_Exercise requirements_.
For the records that follow, give the number of lines containing the word "below", with no added text.

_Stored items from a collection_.
════════
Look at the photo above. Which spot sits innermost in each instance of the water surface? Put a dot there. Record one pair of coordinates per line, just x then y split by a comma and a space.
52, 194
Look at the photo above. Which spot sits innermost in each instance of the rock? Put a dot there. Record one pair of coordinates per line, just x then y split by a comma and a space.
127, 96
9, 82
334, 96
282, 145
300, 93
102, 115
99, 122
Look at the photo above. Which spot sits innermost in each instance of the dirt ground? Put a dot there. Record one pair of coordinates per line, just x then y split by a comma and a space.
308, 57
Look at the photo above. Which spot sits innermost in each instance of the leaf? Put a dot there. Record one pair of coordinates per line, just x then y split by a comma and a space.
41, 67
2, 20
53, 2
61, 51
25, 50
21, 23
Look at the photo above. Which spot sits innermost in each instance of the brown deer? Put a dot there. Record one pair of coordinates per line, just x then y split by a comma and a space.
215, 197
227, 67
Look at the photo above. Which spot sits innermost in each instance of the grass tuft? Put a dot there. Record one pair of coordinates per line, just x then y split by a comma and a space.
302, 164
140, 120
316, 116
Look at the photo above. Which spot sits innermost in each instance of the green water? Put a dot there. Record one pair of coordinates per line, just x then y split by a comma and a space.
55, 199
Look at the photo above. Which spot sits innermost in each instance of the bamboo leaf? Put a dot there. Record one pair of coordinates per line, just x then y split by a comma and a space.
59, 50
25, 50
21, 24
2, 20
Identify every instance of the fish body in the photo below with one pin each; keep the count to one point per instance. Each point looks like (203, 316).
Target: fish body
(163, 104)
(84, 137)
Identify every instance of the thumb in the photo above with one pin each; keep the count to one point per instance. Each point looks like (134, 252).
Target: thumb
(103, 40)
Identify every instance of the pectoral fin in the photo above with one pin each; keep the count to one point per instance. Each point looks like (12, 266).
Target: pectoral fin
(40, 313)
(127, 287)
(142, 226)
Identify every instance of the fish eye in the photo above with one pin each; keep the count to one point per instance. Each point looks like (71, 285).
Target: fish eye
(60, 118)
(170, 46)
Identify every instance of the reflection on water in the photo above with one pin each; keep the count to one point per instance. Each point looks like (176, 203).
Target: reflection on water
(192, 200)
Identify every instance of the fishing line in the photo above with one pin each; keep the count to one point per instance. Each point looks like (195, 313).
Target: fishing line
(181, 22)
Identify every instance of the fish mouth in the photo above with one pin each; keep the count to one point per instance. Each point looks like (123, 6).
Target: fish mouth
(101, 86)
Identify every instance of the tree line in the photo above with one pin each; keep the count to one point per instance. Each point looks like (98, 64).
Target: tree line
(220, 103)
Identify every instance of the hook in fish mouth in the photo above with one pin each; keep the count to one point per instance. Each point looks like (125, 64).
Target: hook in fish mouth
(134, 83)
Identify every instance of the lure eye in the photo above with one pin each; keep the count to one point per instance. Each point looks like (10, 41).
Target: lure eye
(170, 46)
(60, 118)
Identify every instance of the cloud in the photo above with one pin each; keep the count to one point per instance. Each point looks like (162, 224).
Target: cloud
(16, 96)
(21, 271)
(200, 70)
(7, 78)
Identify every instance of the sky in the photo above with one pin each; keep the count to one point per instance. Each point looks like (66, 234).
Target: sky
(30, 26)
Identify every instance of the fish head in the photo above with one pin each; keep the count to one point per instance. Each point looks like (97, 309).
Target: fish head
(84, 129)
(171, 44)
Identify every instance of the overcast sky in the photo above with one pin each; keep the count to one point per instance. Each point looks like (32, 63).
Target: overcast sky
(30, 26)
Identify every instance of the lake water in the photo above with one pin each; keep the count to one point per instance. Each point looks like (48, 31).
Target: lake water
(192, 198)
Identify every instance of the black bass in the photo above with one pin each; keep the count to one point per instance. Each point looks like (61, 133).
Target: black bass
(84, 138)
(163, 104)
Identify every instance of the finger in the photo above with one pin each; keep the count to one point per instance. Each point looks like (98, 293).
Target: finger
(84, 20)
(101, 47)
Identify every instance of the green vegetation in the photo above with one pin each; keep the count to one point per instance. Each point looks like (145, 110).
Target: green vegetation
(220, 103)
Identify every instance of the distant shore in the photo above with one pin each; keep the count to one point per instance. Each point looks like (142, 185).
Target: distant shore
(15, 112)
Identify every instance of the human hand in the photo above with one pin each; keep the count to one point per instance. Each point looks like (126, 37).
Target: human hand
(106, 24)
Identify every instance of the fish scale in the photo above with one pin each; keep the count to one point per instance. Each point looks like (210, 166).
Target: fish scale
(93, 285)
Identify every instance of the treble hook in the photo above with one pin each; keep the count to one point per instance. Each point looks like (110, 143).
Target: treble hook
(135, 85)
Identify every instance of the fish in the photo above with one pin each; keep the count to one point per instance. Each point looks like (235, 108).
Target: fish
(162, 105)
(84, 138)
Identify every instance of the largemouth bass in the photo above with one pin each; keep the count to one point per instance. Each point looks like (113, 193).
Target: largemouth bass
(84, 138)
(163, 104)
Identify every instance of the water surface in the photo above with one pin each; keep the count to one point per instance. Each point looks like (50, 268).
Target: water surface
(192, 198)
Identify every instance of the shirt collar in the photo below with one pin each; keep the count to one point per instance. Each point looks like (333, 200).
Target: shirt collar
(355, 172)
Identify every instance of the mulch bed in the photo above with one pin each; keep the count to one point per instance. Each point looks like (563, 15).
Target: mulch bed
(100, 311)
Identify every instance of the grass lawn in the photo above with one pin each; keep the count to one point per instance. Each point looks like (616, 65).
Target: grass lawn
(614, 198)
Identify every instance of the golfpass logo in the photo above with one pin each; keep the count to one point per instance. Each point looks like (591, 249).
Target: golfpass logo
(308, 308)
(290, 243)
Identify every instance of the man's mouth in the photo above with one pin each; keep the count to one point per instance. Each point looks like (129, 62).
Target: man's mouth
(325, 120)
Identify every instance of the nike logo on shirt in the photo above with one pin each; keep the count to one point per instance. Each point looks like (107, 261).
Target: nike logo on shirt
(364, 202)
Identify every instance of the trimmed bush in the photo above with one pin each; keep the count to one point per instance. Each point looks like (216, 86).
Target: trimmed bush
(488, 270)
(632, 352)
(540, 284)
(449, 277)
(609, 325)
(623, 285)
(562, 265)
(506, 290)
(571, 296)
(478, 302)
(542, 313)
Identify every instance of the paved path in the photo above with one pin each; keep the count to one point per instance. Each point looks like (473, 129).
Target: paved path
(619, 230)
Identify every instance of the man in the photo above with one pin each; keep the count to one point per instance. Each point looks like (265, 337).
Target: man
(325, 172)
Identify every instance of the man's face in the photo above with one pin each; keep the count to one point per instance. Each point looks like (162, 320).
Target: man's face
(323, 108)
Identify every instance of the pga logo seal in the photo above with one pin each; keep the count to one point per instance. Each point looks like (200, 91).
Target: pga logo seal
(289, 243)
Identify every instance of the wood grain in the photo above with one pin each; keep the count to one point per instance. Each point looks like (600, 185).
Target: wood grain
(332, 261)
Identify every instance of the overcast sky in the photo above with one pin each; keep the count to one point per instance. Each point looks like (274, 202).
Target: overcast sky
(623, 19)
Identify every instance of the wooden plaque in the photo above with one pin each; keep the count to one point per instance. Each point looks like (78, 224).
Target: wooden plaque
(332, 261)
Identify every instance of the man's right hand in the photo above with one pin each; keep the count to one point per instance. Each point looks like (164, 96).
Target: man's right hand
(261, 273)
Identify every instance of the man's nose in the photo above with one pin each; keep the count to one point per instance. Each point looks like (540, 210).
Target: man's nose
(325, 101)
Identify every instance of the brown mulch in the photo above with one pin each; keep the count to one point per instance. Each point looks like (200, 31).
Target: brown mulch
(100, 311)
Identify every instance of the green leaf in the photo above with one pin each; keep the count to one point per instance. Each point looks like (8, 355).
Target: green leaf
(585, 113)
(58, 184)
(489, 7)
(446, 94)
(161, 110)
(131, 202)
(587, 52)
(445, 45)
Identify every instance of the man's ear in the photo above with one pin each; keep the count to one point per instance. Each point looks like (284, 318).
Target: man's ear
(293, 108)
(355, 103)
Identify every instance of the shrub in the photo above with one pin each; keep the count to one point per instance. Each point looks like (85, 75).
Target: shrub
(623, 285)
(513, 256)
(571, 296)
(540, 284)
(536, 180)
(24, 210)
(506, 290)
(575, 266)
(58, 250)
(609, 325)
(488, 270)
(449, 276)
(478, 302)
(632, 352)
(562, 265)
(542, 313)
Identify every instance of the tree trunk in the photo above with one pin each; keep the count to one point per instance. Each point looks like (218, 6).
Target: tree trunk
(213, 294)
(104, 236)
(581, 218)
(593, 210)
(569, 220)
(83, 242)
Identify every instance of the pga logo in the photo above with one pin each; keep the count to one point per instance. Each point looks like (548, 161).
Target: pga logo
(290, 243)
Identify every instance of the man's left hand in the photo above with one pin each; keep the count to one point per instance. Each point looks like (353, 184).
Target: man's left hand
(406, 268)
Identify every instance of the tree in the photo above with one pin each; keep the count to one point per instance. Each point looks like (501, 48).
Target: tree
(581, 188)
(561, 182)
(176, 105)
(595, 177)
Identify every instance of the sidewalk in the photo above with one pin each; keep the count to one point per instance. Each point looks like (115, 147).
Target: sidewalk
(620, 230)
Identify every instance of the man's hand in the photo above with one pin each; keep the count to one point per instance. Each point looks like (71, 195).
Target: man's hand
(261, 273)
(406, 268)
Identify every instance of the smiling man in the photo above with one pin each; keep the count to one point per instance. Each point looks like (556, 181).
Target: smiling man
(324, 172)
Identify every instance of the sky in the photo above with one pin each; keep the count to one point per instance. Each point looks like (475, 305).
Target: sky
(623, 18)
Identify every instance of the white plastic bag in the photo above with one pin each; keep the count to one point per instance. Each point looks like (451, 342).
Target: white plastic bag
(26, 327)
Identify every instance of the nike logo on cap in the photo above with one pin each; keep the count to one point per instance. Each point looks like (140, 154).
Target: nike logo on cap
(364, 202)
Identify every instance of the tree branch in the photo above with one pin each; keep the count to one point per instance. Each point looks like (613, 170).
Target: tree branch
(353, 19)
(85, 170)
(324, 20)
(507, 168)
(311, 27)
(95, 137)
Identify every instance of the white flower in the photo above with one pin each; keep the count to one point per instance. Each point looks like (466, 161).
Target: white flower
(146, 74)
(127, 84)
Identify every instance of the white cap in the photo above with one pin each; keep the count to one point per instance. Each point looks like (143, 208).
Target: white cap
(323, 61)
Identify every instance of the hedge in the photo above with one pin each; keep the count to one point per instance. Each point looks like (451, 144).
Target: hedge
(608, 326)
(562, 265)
════════
_Solution for this exercise_.
2